List each line of the material below that contains the word "pineapple". Treat uppercase and lowercase as different.

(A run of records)
########
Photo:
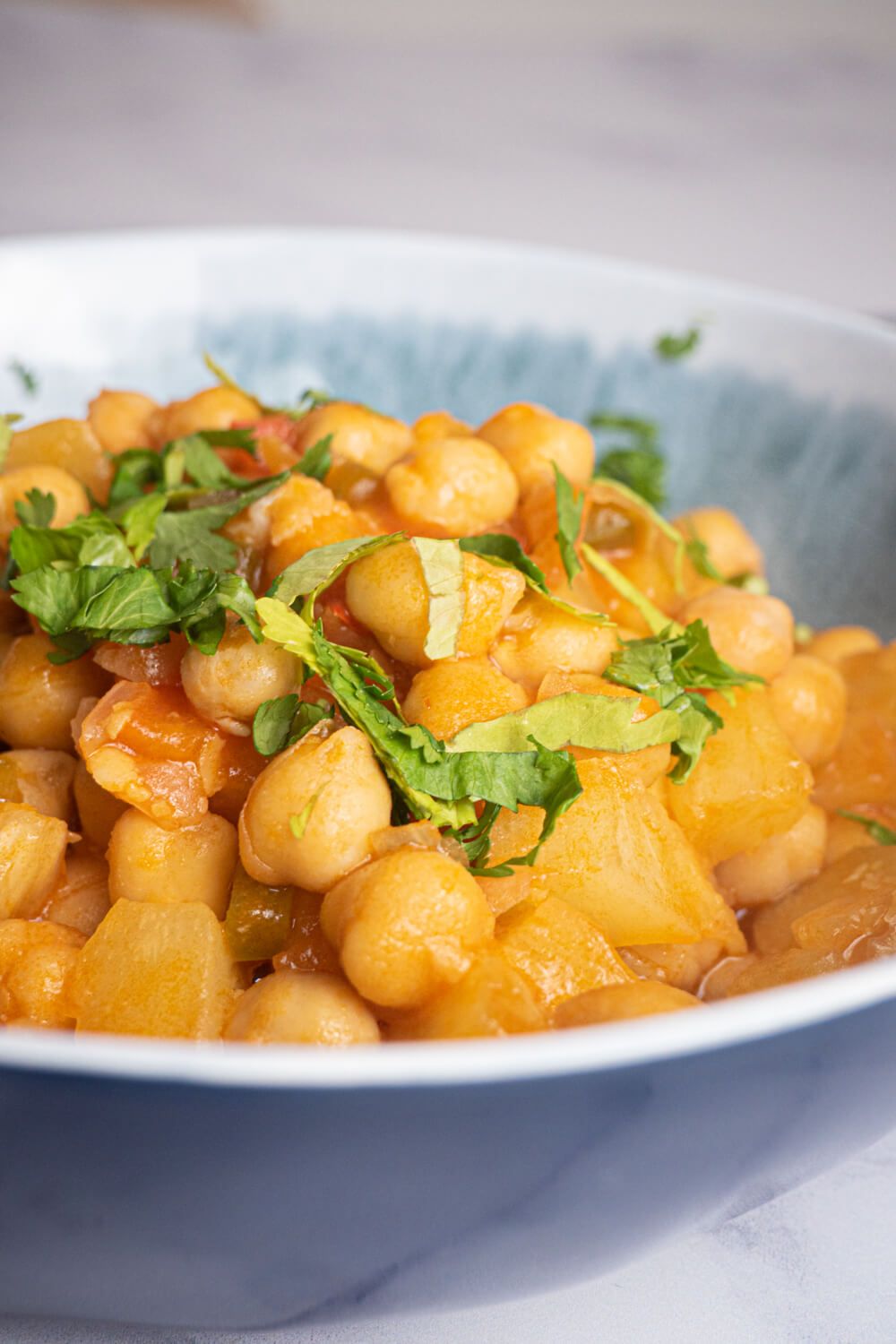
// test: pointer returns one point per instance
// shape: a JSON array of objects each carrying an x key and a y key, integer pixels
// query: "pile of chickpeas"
[{"x": 152, "y": 878}]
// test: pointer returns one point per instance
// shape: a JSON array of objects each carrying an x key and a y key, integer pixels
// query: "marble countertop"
[{"x": 755, "y": 142}]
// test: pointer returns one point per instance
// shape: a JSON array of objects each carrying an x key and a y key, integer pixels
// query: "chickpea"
[
  {"x": 386, "y": 593},
  {"x": 458, "y": 691},
  {"x": 360, "y": 435},
  {"x": 336, "y": 789},
  {"x": 728, "y": 543},
  {"x": 39, "y": 699},
  {"x": 67, "y": 445},
  {"x": 809, "y": 699},
  {"x": 42, "y": 780},
  {"x": 406, "y": 925},
  {"x": 81, "y": 900},
  {"x": 300, "y": 1008},
  {"x": 540, "y": 637},
  {"x": 69, "y": 494},
  {"x": 32, "y": 852},
  {"x": 777, "y": 865},
  {"x": 191, "y": 863},
  {"x": 452, "y": 487},
  {"x": 751, "y": 632},
  {"x": 614, "y": 1003},
  {"x": 228, "y": 685},
  {"x": 97, "y": 809},
  {"x": 841, "y": 642},
  {"x": 121, "y": 419},
  {"x": 215, "y": 408},
  {"x": 438, "y": 425},
  {"x": 533, "y": 440}
]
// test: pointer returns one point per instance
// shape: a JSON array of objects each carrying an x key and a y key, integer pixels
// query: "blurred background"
[{"x": 753, "y": 142}]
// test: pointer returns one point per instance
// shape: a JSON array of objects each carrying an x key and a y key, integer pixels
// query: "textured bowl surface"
[{"x": 199, "y": 1185}]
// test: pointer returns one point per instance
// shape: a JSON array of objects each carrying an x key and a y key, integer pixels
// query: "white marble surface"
[{"x": 754, "y": 142}]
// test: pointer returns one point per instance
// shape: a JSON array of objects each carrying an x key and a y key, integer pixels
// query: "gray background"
[{"x": 755, "y": 142}]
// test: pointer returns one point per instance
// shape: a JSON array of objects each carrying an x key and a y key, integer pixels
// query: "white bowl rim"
[{"x": 589, "y": 1050}]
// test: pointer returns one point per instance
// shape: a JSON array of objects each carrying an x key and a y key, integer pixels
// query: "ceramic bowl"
[{"x": 209, "y": 1185}]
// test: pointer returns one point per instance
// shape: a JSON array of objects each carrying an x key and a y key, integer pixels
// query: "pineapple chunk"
[
  {"x": 156, "y": 970},
  {"x": 32, "y": 849},
  {"x": 493, "y": 999},
  {"x": 863, "y": 878},
  {"x": 560, "y": 951},
  {"x": 748, "y": 784},
  {"x": 616, "y": 857},
  {"x": 37, "y": 964},
  {"x": 614, "y": 1003}
]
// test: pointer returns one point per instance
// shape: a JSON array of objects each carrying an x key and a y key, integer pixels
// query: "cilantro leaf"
[
  {"x": 317, "y": 460},
  {"x": 673, "y": 667},
  {"x": 599, "y": 722},
  {"x": 505, "y": 553},
  {"x": 322, "y": 566},
  {"x": 443, "y": 564},
  {"x": 570, "y": 505},
  {"x": 876, "y": 830},
  {"x": 670, "y": 346},
  {"x": 5, "y": 435},
  {"x": 280, "y": 723},
  {"x": 37, "y": 508},
  {"x": 642, "y": 470},
  {"x": 27, "y": 376}
]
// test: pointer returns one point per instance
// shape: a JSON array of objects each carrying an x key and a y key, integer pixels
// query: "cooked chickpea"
[
  {"x": 406, "y": 925},
  {"x": 228, "y": 685},
  {"x": 191, "y": 863},
  {"x": 533, "y": 440},
  {"x": 458, "y": 691},
  {"x": 841, "y": 642},
  {"x": 67, "y": 445},
  {"x": 452, "y": 487},
  {"x": 777, "y": 865},
  {"x": 97, "y": 809},
  {"x": 121, "y": 419},
  {"x": 42, "y": 780},
  {"x": 39, "y": 699},
  {"x": 69, "y": 494},
  {"x": 303, "y": 1008},
  {"x": 540, "y": 637},
  {"x": 751, "y": 632},
  {"x": 386, "y": 591},
  {"x": 339, "y": 796},
  {"x": 360, "y": 435},
  {"x": 728, "y": 543},
  {"x": 215, "y": 408},
  {"x": 809, "y": 699}
]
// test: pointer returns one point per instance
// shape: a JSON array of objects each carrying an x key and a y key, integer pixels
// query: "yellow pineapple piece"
[
  {"x": 614, "y": 1003},
  {"x": 616, "y": 857},
  {"x": 37, "y": 964},
  {"x": 747, "y": 785},
  {"x": 156, "y": 970},
  {"x": 32, "y": 849},
  {"x": 493, "y": 999},
  {"x": 864, "y": 878},
  {"x": 560, "y": 951}
]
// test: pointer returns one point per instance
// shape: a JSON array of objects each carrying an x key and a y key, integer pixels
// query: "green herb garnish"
[{"x": 876, "y": 830}]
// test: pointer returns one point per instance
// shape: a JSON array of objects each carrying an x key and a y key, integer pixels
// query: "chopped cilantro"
[
  {"x": 673, "y": 346},
  {"x": 876, "y": 830},
  {"x": 570, "y": 504}
]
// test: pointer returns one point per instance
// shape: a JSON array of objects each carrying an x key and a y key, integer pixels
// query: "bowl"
[{"x": 204, "y": 1185}]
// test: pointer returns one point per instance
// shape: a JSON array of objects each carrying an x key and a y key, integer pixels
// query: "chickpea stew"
[{"x": 325, "y": 728}]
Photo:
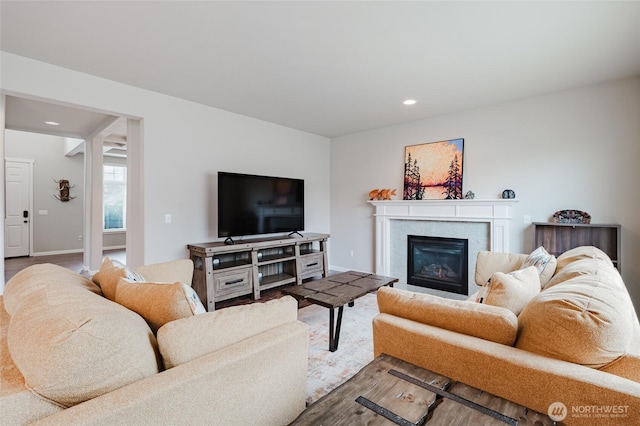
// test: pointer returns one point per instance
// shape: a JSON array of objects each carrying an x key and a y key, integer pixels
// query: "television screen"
[{"x": 251, "y": 205}]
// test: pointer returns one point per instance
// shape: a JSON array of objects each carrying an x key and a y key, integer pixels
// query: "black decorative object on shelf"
[
  {"x": 571, "y": 216},
  {"x": 508, "y": 194}
]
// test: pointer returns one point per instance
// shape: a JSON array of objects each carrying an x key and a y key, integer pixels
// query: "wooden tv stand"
[{"x": 224, "y": 271}]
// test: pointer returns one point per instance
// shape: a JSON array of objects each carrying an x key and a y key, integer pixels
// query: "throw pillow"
[
  {"x": 110, "y": 273},
  {"x": 544, "y": 262},
  {"x": 158, "y": 303},
  {"x": 513, "y": 290}
]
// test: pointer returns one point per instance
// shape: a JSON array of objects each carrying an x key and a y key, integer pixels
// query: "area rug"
[{"x": 327, "y": 370}]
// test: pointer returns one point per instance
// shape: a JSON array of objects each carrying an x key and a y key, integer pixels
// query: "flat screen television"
[{"x": 253, "y": 205}]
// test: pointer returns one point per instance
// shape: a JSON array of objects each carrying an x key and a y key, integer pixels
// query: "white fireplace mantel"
[{"x": 497, "y": 213}]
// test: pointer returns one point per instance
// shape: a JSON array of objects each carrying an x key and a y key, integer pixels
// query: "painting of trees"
[{"x": 433, "y": 170}]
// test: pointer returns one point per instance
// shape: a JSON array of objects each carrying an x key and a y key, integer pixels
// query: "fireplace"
[{"x": 438, "y": 263}]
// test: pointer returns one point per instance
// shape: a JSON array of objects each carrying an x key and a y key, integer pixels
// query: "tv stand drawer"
[
  {"x": 228, "y": 284},
  {"x": 311, "y": 264}
]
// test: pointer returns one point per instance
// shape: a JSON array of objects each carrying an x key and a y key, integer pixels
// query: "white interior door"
[{"x": 18, "y": 211}]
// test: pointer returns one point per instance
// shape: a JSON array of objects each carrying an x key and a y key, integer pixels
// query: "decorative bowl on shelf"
[{"x": 571, "y": 216}]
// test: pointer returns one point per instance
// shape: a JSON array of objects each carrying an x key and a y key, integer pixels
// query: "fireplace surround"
[
  {"x": 484, "y": 222},
  {"x": 438, "y": 263}
]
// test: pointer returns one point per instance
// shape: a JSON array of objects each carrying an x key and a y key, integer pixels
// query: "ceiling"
[{"x": 332, "y": 68}]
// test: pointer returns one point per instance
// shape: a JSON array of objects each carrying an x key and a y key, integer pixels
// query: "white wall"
[
  {"x": 58, "y": 230},
  {"x": 576, "y": 149},
  {"x": 185, "y": 144}
]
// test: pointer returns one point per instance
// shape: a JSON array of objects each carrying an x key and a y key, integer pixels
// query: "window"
[{"x": 114, "y": 196}]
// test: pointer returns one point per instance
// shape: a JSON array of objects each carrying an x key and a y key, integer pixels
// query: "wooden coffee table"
[
  {"x": 338, "y": 290},
  {"x": 389, "y": 391}
]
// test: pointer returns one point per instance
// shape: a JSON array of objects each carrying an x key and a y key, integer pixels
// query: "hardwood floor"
[{"x": 72, "y": 261}]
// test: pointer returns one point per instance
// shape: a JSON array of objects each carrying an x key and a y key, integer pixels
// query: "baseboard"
[
  {"x": 72, "y": 251},
  {"x": 53, "y": 253}
]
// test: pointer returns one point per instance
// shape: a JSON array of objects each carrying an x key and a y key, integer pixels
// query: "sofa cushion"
[
  {"x": 171, "y": 271},
  {"x": 71, "y": 344},
  {"x": 189, "y": 338},
  {"x": 513, "y": 290},
  {"x": 586, "y": 320},
  {"x": 158, "y": 303},
  {"x": 579, "y": 253},
  {"x": 544, "y": 262},
  {"x": 488, "y": 262},
  {"x": 474, "y": 319},
  {"x": 110, "y": 273},
  {"x": 16, "y": 292}
]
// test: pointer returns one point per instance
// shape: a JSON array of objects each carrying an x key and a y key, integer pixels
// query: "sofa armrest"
[
  {"x": 525, "y": 378},
  {"x": 474, "y": 319},
  {"x": 180, "y": 270},
  {"x": 188, "y": 338},
  {"x": 260, "y": 380}
]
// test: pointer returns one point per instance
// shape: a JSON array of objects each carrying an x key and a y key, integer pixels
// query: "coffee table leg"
[{"x": 333, "y": 339}]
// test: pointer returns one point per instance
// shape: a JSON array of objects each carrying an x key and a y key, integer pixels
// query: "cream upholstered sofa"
[
  {"x": 574, "y": 340},
  {"x": 72, "y": 356}
]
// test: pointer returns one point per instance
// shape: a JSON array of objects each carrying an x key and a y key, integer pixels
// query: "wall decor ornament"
[
  {"x": 64, "y": 190},
  {"x": 433, "y": 171}
]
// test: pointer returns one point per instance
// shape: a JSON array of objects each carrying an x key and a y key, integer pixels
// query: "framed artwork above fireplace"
[{"x": 433, "y": 171}]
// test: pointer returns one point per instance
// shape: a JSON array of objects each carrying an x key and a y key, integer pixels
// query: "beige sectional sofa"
[
  {"x": 574, "y": 343},
  {"x": 70, "y": 355}
]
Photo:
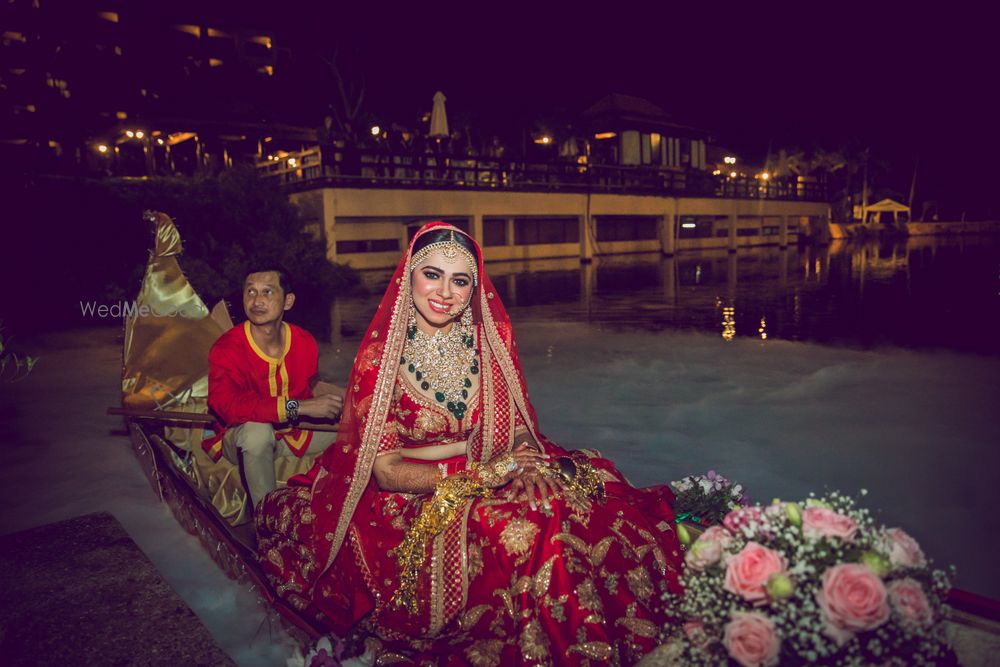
########
§ RIGHT ANSWER:
// query: "pineapple chunk"
// query: "yellow pineapple piece"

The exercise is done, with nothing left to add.